→ Exercise details: In the entries below, go to the line containing "per_instance = true" and repeat it along with every later line, exactly.

"""

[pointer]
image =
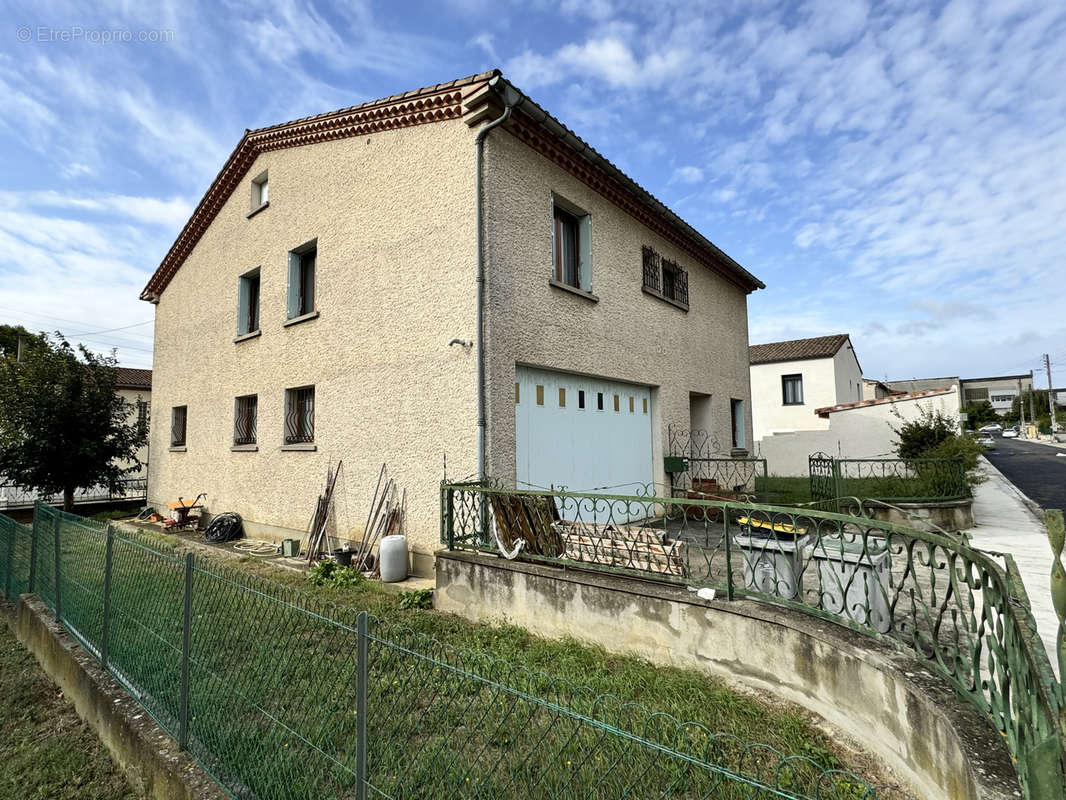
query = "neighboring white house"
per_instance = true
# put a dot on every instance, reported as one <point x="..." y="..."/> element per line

"""

→ Final answer:
per_instance = true
# put a dot on every instance, reported as one <point x="..." y="..."/> element per line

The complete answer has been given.